* [YOUR ASSIGNMENT]:
Where a line below includes the word "military", copy that line.

:::::

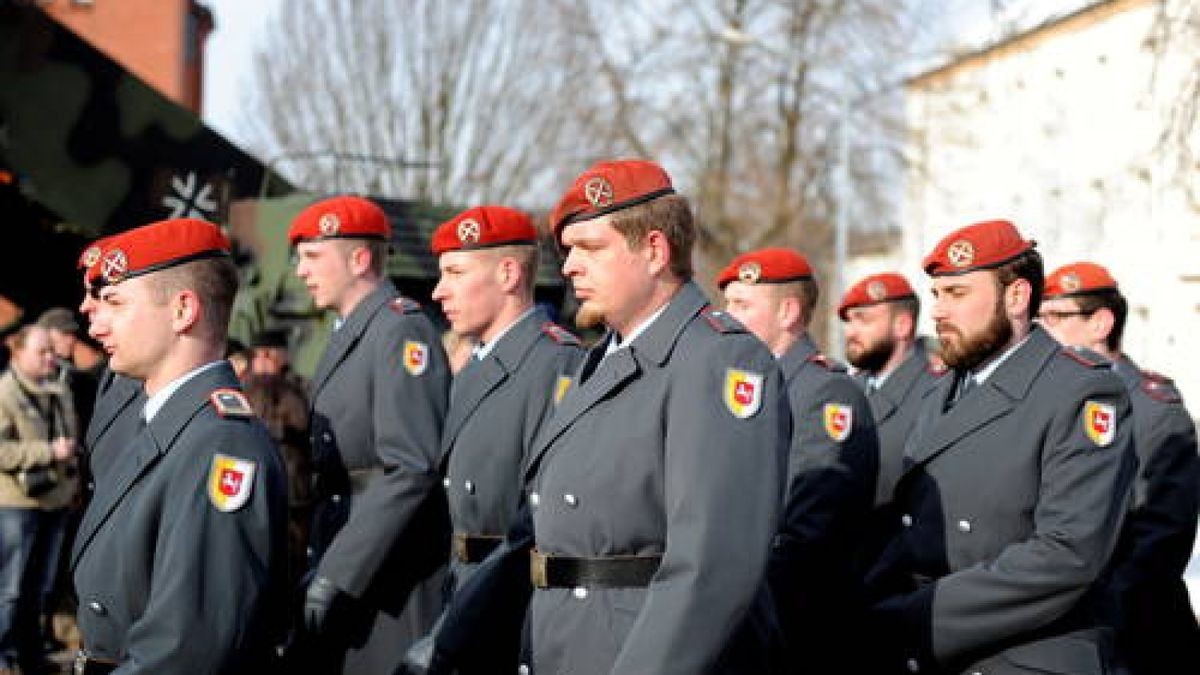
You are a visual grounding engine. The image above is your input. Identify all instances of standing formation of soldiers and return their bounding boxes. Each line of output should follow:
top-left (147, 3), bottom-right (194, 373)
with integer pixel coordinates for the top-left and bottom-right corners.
top-left (62, 158), bottom-right (1197, 675)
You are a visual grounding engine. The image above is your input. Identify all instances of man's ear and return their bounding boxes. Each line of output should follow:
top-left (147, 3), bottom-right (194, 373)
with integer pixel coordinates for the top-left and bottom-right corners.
top-left (642, 230), bottom-right (672, 277)
top-left (172, 289), bottom-right (203, 334)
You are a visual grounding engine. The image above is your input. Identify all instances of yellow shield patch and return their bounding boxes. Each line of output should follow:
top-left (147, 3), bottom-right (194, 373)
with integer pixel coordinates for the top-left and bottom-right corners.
top-left (403, 340), bottom-right (429, 376)
top-left (823, 403), bottom-right (852, 442)
top-left (553, 376), bottom-right (572, 405)
top-left (1083, 400), bottom-right (1116, 447)
top-left (208, 454), bottom-right (256, 513)
top-left (724, 369), bottom-right (763, 419)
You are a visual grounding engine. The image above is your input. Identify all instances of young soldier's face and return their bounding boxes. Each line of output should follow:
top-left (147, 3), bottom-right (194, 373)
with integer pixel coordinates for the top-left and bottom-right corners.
top-left (722, 282), bottom-right (784, 353)
top-left (88, 275), bottom-right (174, 381)
top-left (293, 240), bottom-right (358, 314)
top-left (432, 250), bottom-right (507, 342)
top-left (560, 216), bottom-right (657, 334)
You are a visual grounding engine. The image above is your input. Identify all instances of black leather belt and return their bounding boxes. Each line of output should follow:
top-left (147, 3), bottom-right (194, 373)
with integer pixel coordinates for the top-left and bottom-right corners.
top-left (452, 533), bottom-right (503, 563)
top-left (74, 650), bottom-right (118, 675)
top-left (530, 549), bottom-right (661, 589)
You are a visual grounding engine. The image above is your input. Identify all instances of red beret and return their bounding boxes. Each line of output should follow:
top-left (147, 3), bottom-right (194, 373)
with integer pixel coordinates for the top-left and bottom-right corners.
top-left (837, 272), bottom-right (917, 320)
top-left (85, 218), bottom-right (231, 286)
top-left (78, 235), bottom-right (110, 272)
top-left (548, 159), bottom-right (675, 243)
top-left (922, 219), bottom-right (1036, 276)
top-left (431, 205), bottom-right (538, 255)
top-left (1045, 262), bottom-right (1118, 299)
top-left (287, 195), bottom-right (391, 245)
top-left (716, 248), bottom-right (813, 289)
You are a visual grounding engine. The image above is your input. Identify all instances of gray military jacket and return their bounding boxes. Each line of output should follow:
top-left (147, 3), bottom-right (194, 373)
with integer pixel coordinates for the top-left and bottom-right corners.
top-left (441, 308), bottom-right (583, 589)
top-left (308, 280), bottom-right (451, 607)
top-left (525, 282), bottom-right (788, 675)
top-left (82, 370), bottom-right (145, 487)
top-left (864, 326), bottom-right (1137, 674)
top-left (71, 362), bottom-right (289, 673)
top-left (857, 339), bottom-right (945, 508)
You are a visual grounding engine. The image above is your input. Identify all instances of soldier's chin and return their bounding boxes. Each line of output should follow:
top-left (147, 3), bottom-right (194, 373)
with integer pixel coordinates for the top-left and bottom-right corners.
top-left (574, 303), bottom-right (605, 330)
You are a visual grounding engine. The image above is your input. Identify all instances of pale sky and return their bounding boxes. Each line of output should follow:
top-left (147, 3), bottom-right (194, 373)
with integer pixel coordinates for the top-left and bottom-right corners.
top-left (200, 0), bottom-right (281, 149)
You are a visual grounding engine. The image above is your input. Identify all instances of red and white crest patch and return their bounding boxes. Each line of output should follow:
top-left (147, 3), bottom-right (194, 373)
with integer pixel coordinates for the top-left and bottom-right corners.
top-left (724, 368), bottom-right (763, 419)
top-left (403, 340), bottom-right (429, 376)
top-left (208, 454), bottom-right (256, 512)
top-left (823, 403), bottom-right (853, 442)
top-left (1083, 400), bottom-right (1116, 447)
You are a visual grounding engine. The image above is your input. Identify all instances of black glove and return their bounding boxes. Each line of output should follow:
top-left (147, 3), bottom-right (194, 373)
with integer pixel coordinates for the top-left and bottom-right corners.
top-left (303, 575), bottom-right (345, 636)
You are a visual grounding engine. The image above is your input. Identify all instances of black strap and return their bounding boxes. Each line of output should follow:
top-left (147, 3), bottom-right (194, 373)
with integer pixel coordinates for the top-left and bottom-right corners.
top-left (530, 550), bottom-right (661, 588)
top-left (452, 534), bottom-right (503, 563)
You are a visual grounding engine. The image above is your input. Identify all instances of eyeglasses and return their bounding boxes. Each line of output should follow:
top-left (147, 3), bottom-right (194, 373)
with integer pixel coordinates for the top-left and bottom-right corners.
top-left (1037, 309), bottom-right (1093, 325)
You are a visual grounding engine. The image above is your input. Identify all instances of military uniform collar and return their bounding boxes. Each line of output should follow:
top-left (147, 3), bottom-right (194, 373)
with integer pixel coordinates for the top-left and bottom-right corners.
top-left (145, 361), bottom-right (242, 452)
top-left (1112, 353), bottom-right (1142, 390)
top-left (966, 325), bottom-right (1055, 401)
top-left (474, 307), bottom-right (537, 362)
top-left (337, 280), bottom-right (400, 338)
top-left (143, 360), bottom-right (224, 423)
top-left (777, 333), bottom-right (818, 375)
top-left (482, 307), bottom-right (551, 370)
top-left (614, 282), bottom-right (708, 366)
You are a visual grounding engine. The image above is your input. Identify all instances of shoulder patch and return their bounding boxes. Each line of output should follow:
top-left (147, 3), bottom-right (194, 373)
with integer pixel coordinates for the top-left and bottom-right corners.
top-left (208, 453), bottom-right (256, 512)
top-left (403, 340), bottom-right (430, 376)
top-left (390, 296), bottom-right (422, 315)
top-left (823, 403), bottom-right (853, 442)
top-left (806, 354), bottom-right (848, 373)
top-left (724, 368), bottom-right (764, 419)
top-left (1082, 400), bottom-right (1117, 447)
top-left (210, 388), bottom-right (253, 418)
top-left (1141, 370), bottom-right (1182, 403)
top-left (1059, 346), bottom-right (1109, 369)
top-left (541, 322), bottom-right (581, 346)
top-left (701, 307), bottom-right (745, 334)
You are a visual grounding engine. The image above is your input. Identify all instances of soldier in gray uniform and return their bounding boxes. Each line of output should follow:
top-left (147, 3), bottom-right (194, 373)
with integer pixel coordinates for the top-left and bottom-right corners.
top-left (288, 195), bottom-right (451, 675)
top-left (718, 247), bottom-right (879, 674)
top-left (1040, 261), bottom-right (1200, 674)
top-left (71, 218), bottom-right (289, 674)
top-left (518, 159), bottom-right (788, 675)
top-left (406, 205), bottom-right (584, 673)
top-left (863, 220), bottom-right (1137, 675)
top-left (838, 272), bottom-right (946, 508)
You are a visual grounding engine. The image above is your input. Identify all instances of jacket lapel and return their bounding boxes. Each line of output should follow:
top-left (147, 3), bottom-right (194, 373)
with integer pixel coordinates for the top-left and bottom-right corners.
top-left (310, 282), bottom-right (395, 396)
top-left (70, 363), bottom-right (241, 569)
top-left (904, 328), bottom-right (1057, 471)
top-left (524, 283), bottom-right (709, 478)
top-left (871, 347), bottom-right (927, 424)
top-left (84, 372), bottom-right (143, 450)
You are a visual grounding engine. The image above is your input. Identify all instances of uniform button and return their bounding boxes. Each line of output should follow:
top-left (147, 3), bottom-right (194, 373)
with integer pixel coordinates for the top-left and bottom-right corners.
top-left (572, 586), bottom-right (588, 600)
top-left (906, 657), bottom-right (921, 673)
top-left (87, 600), bottom-right (107, 616)
top-left (529, 492), bottom-right (540, 507)
top-left (517, 665), bottom-right (530, 675)
top-left (957, 519), bottom-right (972, 533)
top-left (331, 494), bottom-right (342, 504)
top-left (442, 477), bottom-right (451, 488)
top-left (465, 480), bottom-right (476, 495)
top-left (563, 494), bottom-right (578, 507)
top-left (87, 481), bottom-right (95, 492)
top-left (305, 546), bottom-right (314, 557)
top-left (322, 432), bottom-right (332, 442)
top-left (901, 514), bottom-right (914, 527)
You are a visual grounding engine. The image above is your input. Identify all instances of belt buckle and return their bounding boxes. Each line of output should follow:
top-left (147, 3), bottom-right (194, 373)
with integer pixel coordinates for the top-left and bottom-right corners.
top-left (452, 534), bottom-right (469, 563)
top-left (530, 550), bottom-right (548, 588)
top-left (73, 650), bottom-right (88, 675)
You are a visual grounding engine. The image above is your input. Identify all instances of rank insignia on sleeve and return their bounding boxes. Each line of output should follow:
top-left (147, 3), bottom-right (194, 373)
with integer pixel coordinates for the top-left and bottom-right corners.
top-left (209, 388), bottom-right (253, 418)
top-left (823, 403), bottom-right (852, 442)
top-left (1083, 400), bottom-right (1116, 447)
top-left (403, 340), bottom-right (429, 376)
top-left (208, 454), bottom-right (256, 512)
top-left (724, 369), bottom-right (763, 419)
top-left (553, 376), bottom-right (572, 405)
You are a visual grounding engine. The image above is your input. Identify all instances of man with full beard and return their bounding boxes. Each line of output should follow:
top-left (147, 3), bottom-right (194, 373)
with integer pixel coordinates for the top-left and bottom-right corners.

:::::

* [SOLVED EXERCISE]:
You are a visual grounding engine. The image above is your input. Identify all instances of gray military jacket and return their bounding boxes. Each line of output should follow:
You are a visual grounding engine. The image above is your input. Identify all instances of military uniform collar and return their bounding boxes. Each line of output should follow:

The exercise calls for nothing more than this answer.